● **Work task**:
A word-for-word printout of the whole listing is needed.

● **Material for this task**:
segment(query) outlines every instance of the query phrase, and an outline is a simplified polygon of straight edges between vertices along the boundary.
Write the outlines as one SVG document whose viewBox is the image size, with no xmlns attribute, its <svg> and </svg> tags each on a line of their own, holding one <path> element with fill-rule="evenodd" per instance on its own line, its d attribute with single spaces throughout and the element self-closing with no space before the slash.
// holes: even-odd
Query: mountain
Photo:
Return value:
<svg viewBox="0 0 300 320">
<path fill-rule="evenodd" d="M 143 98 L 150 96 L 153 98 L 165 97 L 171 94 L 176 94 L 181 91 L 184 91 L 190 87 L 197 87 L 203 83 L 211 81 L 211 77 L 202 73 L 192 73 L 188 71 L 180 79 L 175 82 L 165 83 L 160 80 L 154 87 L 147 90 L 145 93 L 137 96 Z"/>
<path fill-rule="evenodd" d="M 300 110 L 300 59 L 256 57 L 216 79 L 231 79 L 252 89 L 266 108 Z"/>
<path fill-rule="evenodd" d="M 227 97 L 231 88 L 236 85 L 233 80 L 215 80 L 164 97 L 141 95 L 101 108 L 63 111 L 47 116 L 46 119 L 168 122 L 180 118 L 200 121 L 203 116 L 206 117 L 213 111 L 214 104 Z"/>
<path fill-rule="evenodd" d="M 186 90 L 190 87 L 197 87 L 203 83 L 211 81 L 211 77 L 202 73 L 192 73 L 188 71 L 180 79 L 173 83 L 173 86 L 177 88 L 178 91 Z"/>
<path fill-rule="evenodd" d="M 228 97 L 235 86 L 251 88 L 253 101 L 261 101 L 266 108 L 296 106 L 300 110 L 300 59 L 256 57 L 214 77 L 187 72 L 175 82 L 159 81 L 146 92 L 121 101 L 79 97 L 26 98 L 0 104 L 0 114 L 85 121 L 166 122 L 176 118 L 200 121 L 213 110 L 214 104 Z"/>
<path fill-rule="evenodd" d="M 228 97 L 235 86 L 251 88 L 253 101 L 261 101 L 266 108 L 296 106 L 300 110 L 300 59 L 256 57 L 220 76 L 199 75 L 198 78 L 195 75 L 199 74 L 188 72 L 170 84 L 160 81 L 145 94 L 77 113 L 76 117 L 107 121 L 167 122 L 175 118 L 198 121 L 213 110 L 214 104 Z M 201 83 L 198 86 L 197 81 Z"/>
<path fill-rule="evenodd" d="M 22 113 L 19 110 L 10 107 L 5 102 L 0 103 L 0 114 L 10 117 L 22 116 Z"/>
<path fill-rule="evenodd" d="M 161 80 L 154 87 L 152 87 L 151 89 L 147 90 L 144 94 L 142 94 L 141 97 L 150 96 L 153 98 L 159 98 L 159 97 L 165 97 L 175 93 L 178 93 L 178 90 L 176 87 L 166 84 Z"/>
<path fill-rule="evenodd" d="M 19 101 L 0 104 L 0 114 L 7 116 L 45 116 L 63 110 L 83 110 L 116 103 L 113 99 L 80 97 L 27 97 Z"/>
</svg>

● **Task answer**:
segment(query) outlines every instance of the query phrase, and an outline is a simplified polygon of straight edges between vertices along the boundary.
Write the outlines as one SVG document whose viewBox is the image size, with no xmlns attribute, its <svg> and </svg> tags each on a line of their own, holding one <path> element with fill-rule="evenodd" per instance on its own line, its d attribute with single spaces throughout and the element self-closing with no space before the slash.
// holes: even-odd
Query: mountain
Photo:
Return value:
<svg viewBox="0 0 300 320">
<path fill-rule="evenodd" d="M 143 98 L 150 96 L 153 98 L 165 97 L 171 94 L 176 94 L 181 91 L 184 91 L 190 87 L 197 87 L 203 83 L 211 81 L 211 77 L 202 73 L 192 73 L 188 71 L 180 79 L 175 82 L 165 83 L 160 80 L 154 87 L 147 90 L 145 93 L 137 96 Z"/>
<path fill-rule="evenodd" d="M 300 110 L 300 59 L 256 57 L 216 79 L 231 79 L 252 89 L 266 108 Z"/>
<path fill-rule="evenodd" d="M 227 97 L 231 88 L 236 85 L 233 80 L 215 80 L 164 97 L 141 95 L 101 108 L 63 111 L 47 116 L 46 119 L 168 122 L 180 118 L 200 121 L 203 116 L 206 117 L 213 111 L 214 104 Z"/>
<path fill-rule="evenodd" d="M 186 90 L 190 87 L 197 87 L 203 83 L 211 81 L 211 77 L 202 73 L 192 73 L 188 71 L 180 79 L 173 83 L 173 86 L 177 88 L 178 91 Z"/>
<path fill-rule="evenodd" d="M 228 97 L 235 86 L 251 88 L 253 101 L 261 101 L 266 108 L 296 106 L 300 110 L 300 59 L 256 57 L 214 77 L 187 72 L 175 82 L 159 81 L 146 92 L 121 101 L 79 97 L 26 98 L 0 104 L 0 114 L 85 121 L 166 122 L 176 118 L 200 121 L 213 110 L 214 104 Z"/>
<path fill-rule="evenodd" d="M 228 97 L 235 86 L 251 88 L 253 101 L 261 101 L 266 108 L 296 106 L 300 110 L 300 59 L 256 57 L 220 76 L 199 75 L 198 78 L 195 75 L 199 74 L 188 72 L 170 84 L 160 81 L 145 94 L 77 113 L 76 117 L 107 121 L 167 122 L 175 118 L 198 121 L 213 110 L 214 104 Z M 201 83 L 198 86 L 197 81 Z"/>
<path fill-rule="evenodd" d="M 22 113 L 19 110 L 10 107 L 5 102 L 0 103 L 0 114 L 10 117 L 22 116 Z"/>
<path fill-rule="evenodd" d="M 161 80 L 154 87 L 152 87 L 151 89 L 147 90 L 144 94 L 142 94 L 141 97 L 150 96 L 153 98 L 159 98 L 159 97 L 165 97 L 175 93 L 178 93 L 178 90 L 176 87 L 166 84 Z"/>
<path fill-rule="evenodd" d="M 19 101 L 0 104 L 0 114 L 7 116 L 45 116 L 63 110 L 83 110 L 116 103 L 113 99 L 80 97 L 27 97 Z"/>
</svg>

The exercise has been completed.